▸ Work required
Set all of the entries down again precisely as they are written.

▸ The input
• • • •
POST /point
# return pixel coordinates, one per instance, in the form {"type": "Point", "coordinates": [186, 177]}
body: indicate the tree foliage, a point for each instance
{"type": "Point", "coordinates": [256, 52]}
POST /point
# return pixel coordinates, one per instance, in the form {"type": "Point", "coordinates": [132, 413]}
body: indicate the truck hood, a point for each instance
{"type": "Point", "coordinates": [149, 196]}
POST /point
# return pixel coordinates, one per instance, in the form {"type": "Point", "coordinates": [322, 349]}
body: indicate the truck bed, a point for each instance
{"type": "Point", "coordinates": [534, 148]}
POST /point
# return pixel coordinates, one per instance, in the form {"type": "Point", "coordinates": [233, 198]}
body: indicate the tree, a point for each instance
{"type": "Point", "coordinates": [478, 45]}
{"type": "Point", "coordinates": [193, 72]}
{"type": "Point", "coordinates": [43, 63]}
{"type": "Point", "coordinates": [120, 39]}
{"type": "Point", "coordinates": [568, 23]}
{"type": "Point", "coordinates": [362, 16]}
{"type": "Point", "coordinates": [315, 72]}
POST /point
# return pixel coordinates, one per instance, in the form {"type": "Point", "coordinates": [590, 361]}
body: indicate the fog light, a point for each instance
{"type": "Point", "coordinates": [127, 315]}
• • • •
▸ Exercise response
POST /point
# return pixel coordinates, one per instance, in the form {"type": "Point", "coordinates": [186, 177]}
body: indicate the tree foliage, a point for each instance
{"type": "Point", "coordinates": [256, 52]}
POST /point
# return pixel coordinates, one per instance, in the form {"type": "Point", "coordinates": [132, 413]}
body: indicate the truck hood, a point for each instance
{"type": "Point", "coordinates": [149, 196]}
POST /point
# return pixel coordinates, one per instance, in the form {"type": "Point", "coordinates": [322, 349]}
body: indicate the truck bed, a point for each instance
{"type": "Point", "coordinates": [534, 148]}
POST /point
# return pixel coordinates, one per instance, in the form {"type": "Point", "coordinates": [233, 198]}
body: indicate the tree, a point for each instance
{"type": "Point", "coordinates": [478, 45]}
{"type": "Point", "coordinates": [193, 72]}
{"type": "Point", "coordinates": [43, 63]}
{"type": "Point", "coordinates": [120, 39]}
{"type": "Point", "coordinates": [568, 23]}
{"type": "Point", "coordinates": [362, 16]}
{"type": "Point", "coordinates": [315, 72]}
POST /point
# return pixel coordinates, one per instance, in the form {"type": "Point", "coordinates": [590, 361]}
body: indicate the fog light, a point for each instance
{"type": "Point", "coordinates": [127, 315]}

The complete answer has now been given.